* TASK:
When you reach the line containing "positive clicks: (455, 75) (453, 68)" in the entries below, begin reproducing lines exactly, and stop once the line containing "positive clicks: (417, 73) (242, 113)" is done.

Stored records
┌──
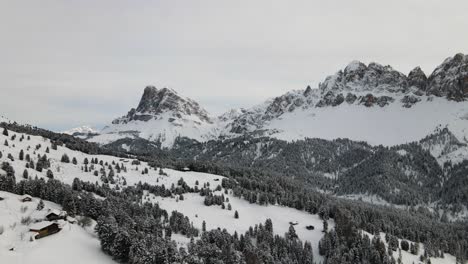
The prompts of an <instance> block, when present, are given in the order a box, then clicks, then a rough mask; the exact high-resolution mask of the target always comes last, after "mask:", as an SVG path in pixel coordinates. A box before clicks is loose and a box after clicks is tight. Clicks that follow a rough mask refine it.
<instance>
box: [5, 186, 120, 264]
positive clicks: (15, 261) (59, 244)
mask: <svg viewBox="0 0 468 264" xmlns="http://www.w3.org/2000/svg"><path fill="white" fill-rule="evenodd" d="M0 197H3V198H4V200H3V201H0V230H1V229H2V228H3V233H2V232H0V233H2V234H0V263H8V264H16V263H17V264H25V263H37V264H63V263H70V264H80V263H90V264H101V263H102V264H106V263H109V264H110V263H115V262H114V261H113V260H112V259H111V257H109V256H107V255H105V254H104V253H103V252H102V251H101V248H100V244H99V240H98V239H97V237H96V236H95V234H94V233H93V232H92V231H89V230H85V229H83V228H82V227H80V226H78V225H77V224H70V223H68V222H65V221H61V223H60V224H61V225H63V229H62V230H61V231H60V232H58V233H56V234H53V235H50V236H48V237H44V238H41V239H38V240H35V239H32V240H33V241H30V239H31V236H34V235H35V233H32V232H29V226H30V225H23V224H21V219H22V218H23V217H27V216H31V218H32V219H37V220H42V219H44V216H45V215H46V214H47V212H48V210H49V209H60V206H59V205H57V204H54V203H51V202H47V201H44V203H45V207H44V209H42V210H41V211H37V210H36V207H37V204H38V202H39V199H36V198H33V201H32V202H26V203H22V202H21V201H20V196H18V195H15V194H12V193H8V192H2V191H0ZM11 248H14V250H13V251H10V249H11Z"/></svg>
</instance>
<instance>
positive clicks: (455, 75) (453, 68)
mask: <svg viewBox="0 0 468 264" xmlns="http://www.w3.org/2000/svg"><path fill="white" fill-rule="evenodd" d="M428 86H429V89H428V93H429V94H433V95H435V96H444V97H447V98H448V99H450V100H455V101H463V100H464V99H465V98H466V97H468V55H463V54H461V53H459V54H457V55H455V56H454V57H451V58H448V59H446V60H445V61H444V62H443V63H442V64H441V65H440V66H439V67H437V68H436V69H435V70H434V72H433V73H432V74H431V76H429V79H428Z"/></svg>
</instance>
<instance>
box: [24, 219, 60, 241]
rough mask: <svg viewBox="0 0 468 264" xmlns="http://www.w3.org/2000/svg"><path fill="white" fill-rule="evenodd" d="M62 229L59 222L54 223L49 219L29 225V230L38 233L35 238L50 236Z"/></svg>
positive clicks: (31, 231) (59, 230)
mask: <svg viewBox="0 0 468 264" xmlns="http://www.w3.org/2000/svg"><path fill="white" fill-rule="evenodd" d="M60 230H61V228H60V226H59V224H57V223H52V222H49V221H43V222H38V223H35V224H32V225H31V226H30V227H29V231H31V232H34V233H37V234H36V235H35V236H34V238H35V239H40V238H43V237H46V236H50V235H52V234H55V233H58V232H59V231H60Z"/></svg>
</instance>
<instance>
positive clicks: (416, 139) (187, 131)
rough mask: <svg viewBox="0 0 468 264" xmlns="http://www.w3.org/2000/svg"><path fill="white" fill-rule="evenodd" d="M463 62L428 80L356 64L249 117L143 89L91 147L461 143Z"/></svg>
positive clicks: (417, 73) (242, 113)
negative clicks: (95, 142) (123, 139)
mask: <svg viewBox="0 0 468 264" xmlns="http://www.w3.org/2000/svg"><path fill="white" fill-rule="evenodd" d="M467 69H468V55H463V54H457V55H455V56H453V57H450V58H447V59H446V60H445V61H444V62H443V63H442V64H441V65H439V66H438V67H437V68H436V69H435V70H434V72H433V73H432V74H431V75H429V76H426V74H425V73H424V72H423V71H422V70H421V68H419V67H416V68H415V69H413V70H412V71H411V72H410V73H409V74H407V75H405V74H403V73H401V72H399V71H397V70H395V69H393V68H392V67H391V66H383V65H380V64H378V63H374V62H372V63H369V64H368V65H366V64H364V63H361V62H358V61H353V62H351V63H349V64H348V65H347V66H346V67H344V68H343V69H342V70H339V71H338V72H337V73H335V74H332V75H330V76H328V77H326V78H325V79H324V81H323V82H322V83H320V84H319V85H318V88H317V89H312V88H311V87H307V88H306V89H305V90H293V91H290V92H287V93H285V94H283V95H280V96H278V97H275V98H272V99H269V100H267V101H265V102H264V103H261V104H259V105H256V106H254V107H251V108H248V109H239V110H230V111H228V112H227V113H225V114H223V115H221V116H219V117H213V116H211V115H210V114H209V113H208V112H207V111H205V110H204V109H203V108H202V107H201V106H200V105H199V104H198V103H196V102H195V101H193V100H191V99H189V98H185V97H182V96H180V95H178V94H177V92H175V91H174V90H171V89H167V88H163V89H156V88H155V87H152V86H149V87H147V88H145V91H144V93H143V96H142V99H141V101H140V103H139V105H138V107H137V108H136V109H132V110H130V111H129V112H128V114H127V115H126V116H124V117H121V118H117V119H115V120H114V121H113V122H112V124H109V125H108V126H106V127H105V128H104V129H103V130H102V131H101V135H99V136H96V137H93V138H92V139H90V141H92V142H97V143H100V144H108V143H111V142H114V141H116V140H119V139H122V138H132V139H134V138H143V139H148V140H150V141H154V142H160V143H161V146H162V147H163V148H170V147H172V146H173V143H174V141H175V139H176V138H177V137H187V138H190V139H194V140H197V141H199V142H205V141H208V140H214V139H218V138H220V137H222V138H226V137H228V138H229V137H231V138H232V137H239V136H243V135H246V134H249V135H254V136H272V137H276V138H279V139H284V140H288V141H290V140H297V139H302V138H304V137H309V138H313V137H317V138H323V139H336V138H349V139H353V140H362V141H367V142H368V143H370V144H374V145H380V144H382V145H387V146H392V145H397V144H401V143H407V142H411V141H418V140H420V139H422V138H424V137H425V136H427V135H428V134H430V133H432V132H433V131H434V130H435V129H436V128H437V127H446V126H447V127H448V128H449V129H450V130H451V131H452V132H453V133H454V134H455V136H456V137H457V138H458V140H460V141H463V142H465V141H466V137H467V133H468V132H467V127H468V125H467V123H468V110H467V109H468V102H467V101H466V99H468V70H467Z"/></svg>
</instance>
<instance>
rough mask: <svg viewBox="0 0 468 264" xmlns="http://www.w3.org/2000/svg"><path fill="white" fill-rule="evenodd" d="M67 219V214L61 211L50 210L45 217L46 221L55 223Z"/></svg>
mask: <svg viewBox="0 0 468 264" xmlns="http://www.w3.org/2000/svg"><path fill="white" fill-rule="evenodd" d="M66 217H67V214H66V213H65V212H63V211H59V210H52V211H50V213H48V214H47V215H46V219H47V220H49V221H55V220H59V219H65V218H66Z"/></svg>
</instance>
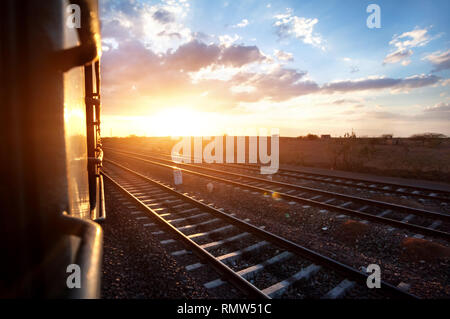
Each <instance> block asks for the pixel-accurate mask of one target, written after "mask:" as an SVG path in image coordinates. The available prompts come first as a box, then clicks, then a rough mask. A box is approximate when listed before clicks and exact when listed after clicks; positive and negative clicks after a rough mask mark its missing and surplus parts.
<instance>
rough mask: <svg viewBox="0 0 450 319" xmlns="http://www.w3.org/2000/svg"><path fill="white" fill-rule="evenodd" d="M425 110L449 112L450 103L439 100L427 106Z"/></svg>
mask: <svg viewBox="0 0 450 319" xmlns="http://www.w3.org/2000/svg"><path fill="white" fill-rule="evenodd" d="M425 111H426V112H450V103H448V102H447V103H445V102H441V103H438V104H436V105H434V106H431V107H427V108H426V109H425Z"/></svg>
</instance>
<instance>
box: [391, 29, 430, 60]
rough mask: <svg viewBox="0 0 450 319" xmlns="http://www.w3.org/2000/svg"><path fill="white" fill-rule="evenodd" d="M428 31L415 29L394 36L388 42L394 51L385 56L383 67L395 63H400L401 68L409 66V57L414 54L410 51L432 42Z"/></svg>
└──
* OUTPUT:
positive clicks: (455, 75) (453, 68)
mask: <svg viewBox="0 0 468 264" xmlns="http://www.w3.org/2000/svg"><path fill="white" fill-rule="evenodd" d="M428 86H429V89H428V93H429V94H433V95H435V96H444V97H447V98H448V99H450V100H455V101H463V100H464V99H465V98H466V97H468V55H463V54H461V53H459V54H457V55H455V56H454V57H451V58H448V59H446V60H445V61H444V62H443V63H442V64H441V65H440V66H439V67H437V68H436V69H435V70H434V72H433V73H432V74H431V76H429V79H428Z"/></svg>
</instance>
<instance>
box: [24, 219, 60, 241]
rough mask: <svg viewBox="0 0 468 264" xmlns="http://www.w3.org/2000/svg"><path fill="white" fill-rule="evenodd" d="M62 229L59 222L54 223L49 219L29 225V230L38 233L35 238L50 236Z"/></svg>
positive clicks: (31, 231) (59, 230)
mask: <svg viewBox="0 0 468 264" xmlns="http://www.w3.org/2000/svg"><path fill="white" fill-rule="evenodd" d="M60 230H61V228H60V226H59V224H57V223H52V222H49V221H43V222H38V223H35V224H32V225H31V226H30V227H29V231H31V232H34V233H37V234H36V235H35V236H34V238H35V239H40V238H43V237H46V236H50V235H52V234H55V233H58V232H59V231H60Z"/></svg>
</instance>
<instance>
positive clicks: (416, 139) (187, 131)
rough mask: <svg viewBox="0 0 468 264" xmlns="http://www.w3.org/2000/svg"><path fill="white" fill-rule="evenodd" d="M463 62L428 80L356 64L249 117L143 89L91 147L461 143Z"/></svg>
positive clicks: (417, 73) (242, 113)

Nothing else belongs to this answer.